(Dataset items)
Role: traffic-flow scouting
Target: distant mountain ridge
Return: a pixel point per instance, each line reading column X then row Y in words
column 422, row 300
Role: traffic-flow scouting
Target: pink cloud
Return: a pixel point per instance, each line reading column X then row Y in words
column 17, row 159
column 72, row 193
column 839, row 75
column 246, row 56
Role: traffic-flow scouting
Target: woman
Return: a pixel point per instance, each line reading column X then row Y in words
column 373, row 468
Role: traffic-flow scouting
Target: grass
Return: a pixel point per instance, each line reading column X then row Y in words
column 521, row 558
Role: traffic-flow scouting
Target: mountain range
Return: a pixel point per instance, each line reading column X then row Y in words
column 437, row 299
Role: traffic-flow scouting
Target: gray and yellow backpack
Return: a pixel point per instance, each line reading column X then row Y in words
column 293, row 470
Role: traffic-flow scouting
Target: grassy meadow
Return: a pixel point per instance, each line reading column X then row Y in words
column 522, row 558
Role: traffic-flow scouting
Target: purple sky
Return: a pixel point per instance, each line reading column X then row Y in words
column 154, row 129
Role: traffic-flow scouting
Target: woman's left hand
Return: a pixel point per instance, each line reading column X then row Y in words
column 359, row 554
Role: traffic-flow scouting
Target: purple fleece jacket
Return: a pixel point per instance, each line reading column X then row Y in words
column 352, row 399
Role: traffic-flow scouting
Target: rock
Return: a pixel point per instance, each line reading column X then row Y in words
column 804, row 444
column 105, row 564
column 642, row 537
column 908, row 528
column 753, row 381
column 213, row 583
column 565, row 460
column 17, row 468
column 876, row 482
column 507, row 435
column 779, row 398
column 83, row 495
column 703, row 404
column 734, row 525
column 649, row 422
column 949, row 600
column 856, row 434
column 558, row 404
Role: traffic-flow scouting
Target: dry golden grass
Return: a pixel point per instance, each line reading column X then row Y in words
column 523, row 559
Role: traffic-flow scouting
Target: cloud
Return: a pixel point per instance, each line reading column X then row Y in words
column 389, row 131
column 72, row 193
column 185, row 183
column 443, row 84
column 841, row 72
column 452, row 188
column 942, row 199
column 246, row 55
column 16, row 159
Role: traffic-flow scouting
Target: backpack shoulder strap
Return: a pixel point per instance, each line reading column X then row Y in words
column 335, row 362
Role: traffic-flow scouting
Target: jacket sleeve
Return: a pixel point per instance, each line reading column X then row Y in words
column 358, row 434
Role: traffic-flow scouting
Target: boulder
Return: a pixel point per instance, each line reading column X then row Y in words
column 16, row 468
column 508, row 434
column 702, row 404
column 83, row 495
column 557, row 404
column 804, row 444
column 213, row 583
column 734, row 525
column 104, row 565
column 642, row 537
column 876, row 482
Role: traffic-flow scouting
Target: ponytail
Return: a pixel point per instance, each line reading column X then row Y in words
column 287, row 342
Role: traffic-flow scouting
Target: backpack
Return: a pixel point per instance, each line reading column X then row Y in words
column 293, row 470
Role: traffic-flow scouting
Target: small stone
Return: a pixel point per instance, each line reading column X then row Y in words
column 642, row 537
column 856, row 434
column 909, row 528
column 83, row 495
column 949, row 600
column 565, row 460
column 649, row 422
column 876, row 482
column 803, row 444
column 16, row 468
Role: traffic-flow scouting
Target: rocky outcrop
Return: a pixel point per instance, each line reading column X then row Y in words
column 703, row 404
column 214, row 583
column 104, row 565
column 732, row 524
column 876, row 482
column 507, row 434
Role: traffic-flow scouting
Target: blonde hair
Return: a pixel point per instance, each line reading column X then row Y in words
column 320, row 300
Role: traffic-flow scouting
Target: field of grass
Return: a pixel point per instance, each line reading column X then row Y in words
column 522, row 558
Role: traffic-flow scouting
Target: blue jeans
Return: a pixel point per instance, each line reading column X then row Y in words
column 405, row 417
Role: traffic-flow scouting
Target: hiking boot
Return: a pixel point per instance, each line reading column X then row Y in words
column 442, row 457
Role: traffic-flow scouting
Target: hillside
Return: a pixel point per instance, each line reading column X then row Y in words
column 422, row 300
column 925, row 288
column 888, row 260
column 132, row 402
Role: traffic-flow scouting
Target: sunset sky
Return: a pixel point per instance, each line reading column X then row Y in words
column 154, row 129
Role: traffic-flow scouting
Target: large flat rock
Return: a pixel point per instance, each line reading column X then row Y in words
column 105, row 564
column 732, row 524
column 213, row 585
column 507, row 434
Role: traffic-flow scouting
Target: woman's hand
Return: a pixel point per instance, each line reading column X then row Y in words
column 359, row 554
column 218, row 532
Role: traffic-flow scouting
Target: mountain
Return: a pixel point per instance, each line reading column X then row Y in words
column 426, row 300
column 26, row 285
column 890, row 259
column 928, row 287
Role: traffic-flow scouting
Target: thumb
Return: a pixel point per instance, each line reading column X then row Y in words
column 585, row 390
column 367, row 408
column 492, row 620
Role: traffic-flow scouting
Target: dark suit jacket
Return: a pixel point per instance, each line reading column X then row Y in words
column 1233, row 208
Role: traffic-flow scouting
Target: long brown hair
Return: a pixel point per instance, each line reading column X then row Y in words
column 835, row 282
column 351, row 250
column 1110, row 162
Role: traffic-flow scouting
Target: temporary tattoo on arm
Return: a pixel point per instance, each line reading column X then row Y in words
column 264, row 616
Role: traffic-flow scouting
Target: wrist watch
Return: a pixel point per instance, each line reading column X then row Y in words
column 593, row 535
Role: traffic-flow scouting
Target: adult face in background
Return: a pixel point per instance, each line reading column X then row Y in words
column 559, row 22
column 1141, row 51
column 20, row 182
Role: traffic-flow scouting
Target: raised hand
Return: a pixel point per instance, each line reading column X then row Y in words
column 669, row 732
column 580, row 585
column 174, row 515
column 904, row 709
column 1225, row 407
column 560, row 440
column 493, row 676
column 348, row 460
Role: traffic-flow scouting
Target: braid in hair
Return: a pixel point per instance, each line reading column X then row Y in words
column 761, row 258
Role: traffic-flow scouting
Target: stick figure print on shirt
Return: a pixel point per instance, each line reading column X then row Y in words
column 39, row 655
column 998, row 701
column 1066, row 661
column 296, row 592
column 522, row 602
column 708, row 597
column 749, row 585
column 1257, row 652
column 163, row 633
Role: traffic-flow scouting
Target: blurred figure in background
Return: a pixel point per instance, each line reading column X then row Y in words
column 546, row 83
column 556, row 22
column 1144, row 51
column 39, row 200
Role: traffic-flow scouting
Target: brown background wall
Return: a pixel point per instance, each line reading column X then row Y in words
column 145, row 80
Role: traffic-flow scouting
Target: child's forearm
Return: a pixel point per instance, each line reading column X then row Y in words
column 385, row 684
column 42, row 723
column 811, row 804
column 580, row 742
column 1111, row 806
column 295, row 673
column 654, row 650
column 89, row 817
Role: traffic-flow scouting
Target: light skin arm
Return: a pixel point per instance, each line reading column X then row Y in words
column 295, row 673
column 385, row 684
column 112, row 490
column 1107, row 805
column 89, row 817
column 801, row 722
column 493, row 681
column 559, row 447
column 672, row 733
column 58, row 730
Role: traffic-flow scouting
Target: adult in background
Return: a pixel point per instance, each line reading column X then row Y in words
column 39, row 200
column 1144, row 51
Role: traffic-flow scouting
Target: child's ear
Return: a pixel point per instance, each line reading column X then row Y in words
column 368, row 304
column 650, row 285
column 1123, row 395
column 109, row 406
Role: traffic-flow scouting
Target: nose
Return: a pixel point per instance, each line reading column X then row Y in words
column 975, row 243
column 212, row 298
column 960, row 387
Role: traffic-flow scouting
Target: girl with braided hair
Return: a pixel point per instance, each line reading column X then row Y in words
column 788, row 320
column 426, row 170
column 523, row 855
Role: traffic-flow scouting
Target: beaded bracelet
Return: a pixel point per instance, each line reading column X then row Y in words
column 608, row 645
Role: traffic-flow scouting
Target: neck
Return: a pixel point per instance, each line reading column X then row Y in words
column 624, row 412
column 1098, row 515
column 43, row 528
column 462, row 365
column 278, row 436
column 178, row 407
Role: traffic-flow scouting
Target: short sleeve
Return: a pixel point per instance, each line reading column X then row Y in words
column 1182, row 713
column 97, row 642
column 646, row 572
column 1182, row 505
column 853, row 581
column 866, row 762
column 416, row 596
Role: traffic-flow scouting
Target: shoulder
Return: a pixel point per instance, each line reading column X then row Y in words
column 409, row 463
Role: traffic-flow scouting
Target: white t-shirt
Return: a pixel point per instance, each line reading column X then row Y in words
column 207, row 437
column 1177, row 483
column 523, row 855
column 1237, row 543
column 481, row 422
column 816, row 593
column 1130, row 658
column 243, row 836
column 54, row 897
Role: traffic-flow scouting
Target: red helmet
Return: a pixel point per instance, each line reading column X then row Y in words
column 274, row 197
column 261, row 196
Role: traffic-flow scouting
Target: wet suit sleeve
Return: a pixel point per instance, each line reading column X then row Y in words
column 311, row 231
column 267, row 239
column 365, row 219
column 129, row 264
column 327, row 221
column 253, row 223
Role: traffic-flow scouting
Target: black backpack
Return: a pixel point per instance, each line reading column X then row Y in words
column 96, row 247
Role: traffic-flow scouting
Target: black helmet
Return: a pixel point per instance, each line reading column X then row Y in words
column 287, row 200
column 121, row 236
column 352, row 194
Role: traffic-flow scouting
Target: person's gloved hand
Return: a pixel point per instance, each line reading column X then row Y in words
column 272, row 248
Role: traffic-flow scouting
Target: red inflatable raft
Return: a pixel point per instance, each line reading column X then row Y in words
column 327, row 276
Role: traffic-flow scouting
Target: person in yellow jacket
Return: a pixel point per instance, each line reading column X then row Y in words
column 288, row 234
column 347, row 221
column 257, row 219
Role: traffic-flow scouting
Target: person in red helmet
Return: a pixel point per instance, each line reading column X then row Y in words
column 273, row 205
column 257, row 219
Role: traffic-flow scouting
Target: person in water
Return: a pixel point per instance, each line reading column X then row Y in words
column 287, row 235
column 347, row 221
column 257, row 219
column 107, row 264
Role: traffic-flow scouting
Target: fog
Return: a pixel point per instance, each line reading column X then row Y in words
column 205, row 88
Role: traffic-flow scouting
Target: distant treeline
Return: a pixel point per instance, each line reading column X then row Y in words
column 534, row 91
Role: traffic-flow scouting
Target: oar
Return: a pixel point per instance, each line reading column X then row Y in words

Task to complete
Please filter the records above down to every line that contains the string "person", copying each matching line unchanged. Treat uppercase and lowercase as different.

Result
Target: person's gloved hand
Target: person in yellow jacket
Target: person in red helmet
Target: person in water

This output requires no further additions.